+++ Dataset content +++

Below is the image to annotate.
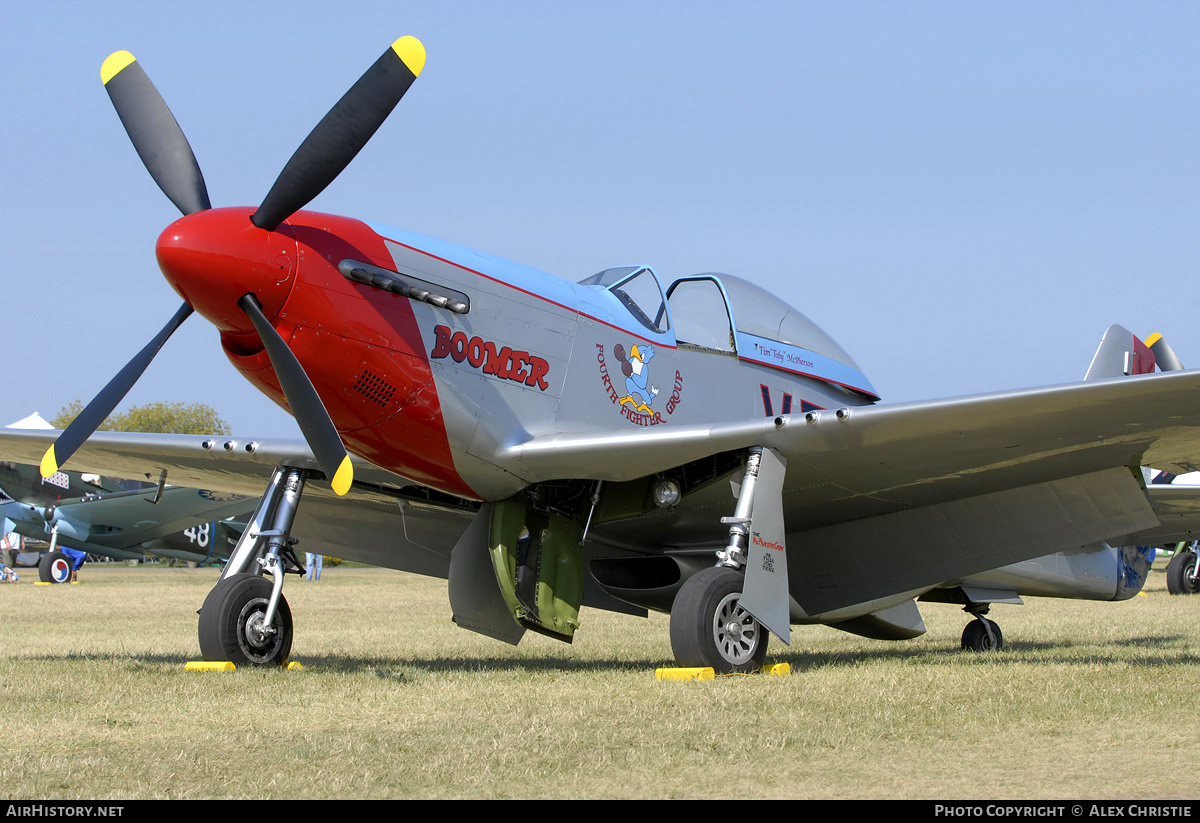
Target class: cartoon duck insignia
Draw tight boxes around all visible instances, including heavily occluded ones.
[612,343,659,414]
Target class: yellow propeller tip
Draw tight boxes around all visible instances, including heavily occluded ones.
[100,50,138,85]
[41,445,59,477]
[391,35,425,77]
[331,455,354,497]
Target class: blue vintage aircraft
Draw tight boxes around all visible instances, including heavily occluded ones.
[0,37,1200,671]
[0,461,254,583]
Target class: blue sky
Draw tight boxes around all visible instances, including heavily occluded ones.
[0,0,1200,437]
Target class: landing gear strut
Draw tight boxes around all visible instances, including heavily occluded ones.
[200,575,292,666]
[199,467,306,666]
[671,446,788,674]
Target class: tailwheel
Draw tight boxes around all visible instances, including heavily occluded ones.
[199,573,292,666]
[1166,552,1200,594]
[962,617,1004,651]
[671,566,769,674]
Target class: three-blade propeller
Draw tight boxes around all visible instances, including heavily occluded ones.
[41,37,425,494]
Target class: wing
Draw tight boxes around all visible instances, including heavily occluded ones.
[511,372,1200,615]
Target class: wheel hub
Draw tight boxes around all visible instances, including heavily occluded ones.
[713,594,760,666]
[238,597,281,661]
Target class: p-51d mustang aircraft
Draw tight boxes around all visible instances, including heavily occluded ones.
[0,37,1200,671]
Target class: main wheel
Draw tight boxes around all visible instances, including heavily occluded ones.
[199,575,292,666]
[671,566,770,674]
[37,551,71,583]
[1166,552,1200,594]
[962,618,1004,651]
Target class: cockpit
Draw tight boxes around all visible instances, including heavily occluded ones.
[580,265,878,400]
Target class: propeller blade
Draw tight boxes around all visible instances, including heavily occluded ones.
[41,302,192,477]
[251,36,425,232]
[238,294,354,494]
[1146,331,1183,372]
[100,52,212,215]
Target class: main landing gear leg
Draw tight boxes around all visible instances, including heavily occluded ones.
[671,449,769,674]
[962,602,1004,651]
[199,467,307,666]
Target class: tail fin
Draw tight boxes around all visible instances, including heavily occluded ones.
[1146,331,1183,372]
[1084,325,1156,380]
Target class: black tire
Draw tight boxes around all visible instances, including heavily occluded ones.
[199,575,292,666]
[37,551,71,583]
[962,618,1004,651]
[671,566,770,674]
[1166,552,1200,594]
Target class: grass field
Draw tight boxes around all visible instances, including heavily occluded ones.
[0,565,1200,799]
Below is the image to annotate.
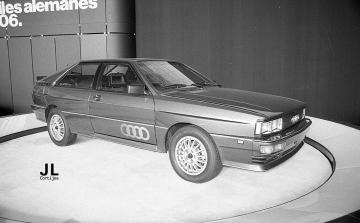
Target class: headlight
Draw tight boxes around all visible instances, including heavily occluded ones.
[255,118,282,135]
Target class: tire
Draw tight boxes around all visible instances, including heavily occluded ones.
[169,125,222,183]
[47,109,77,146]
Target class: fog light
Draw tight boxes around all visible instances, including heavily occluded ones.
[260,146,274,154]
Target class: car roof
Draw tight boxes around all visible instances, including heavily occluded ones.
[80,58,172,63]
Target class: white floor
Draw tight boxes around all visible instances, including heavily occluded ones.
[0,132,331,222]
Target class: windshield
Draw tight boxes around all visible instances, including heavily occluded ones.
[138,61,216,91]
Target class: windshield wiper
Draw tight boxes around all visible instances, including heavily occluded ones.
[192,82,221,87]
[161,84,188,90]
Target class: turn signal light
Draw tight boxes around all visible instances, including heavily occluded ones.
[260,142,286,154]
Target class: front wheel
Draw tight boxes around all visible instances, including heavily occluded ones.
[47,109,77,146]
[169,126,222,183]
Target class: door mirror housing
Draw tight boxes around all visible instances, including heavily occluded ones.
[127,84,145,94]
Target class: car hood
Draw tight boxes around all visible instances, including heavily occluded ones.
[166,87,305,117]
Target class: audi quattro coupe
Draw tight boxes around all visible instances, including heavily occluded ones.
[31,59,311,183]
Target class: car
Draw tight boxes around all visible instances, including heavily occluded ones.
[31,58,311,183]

+++

◆ **Short exercise**
Recast the rows from the line with "Target class: propeller blade" to the line with "[0,565,1200,799]" as a two-column CSV with the headers input and output, one line per row: its text under input and its answer under output. Put each field in quotes and replace line breaks with spaces.

◆ **Task answer**
input,output
"Target class: propeller blade Draw tight boxes around all visible instances, including heavily occluded ones.","[41,302,192,477] [251,36,425,232] [238,294,354,494] [1146,331,1183,372] [100,52,212,215]"
"Target class: main landing gear leg Draw tight boxes around all visible instances, including heavily occluded ones.","[671,449,769,674] [962,602,1004,651] [199,467,307,666]"
"Target class: tail fin Draw tight boxes around all visible instances, including heavily occluded ones.","[1146,331,1183,372] [1084,325,1156,380]"
"Target class: black tire Draw tight boxes around all visible instances, including heavily occluded ones.","[199,575,292,666] [37,551,71,583] [962,618,1004,651] [671,566,770,674] [1166,552,1200,594]"
"Target class: grass field Draw tight boxes around all visible instances, including heavily occluded ones.","[0,565,1200,799]"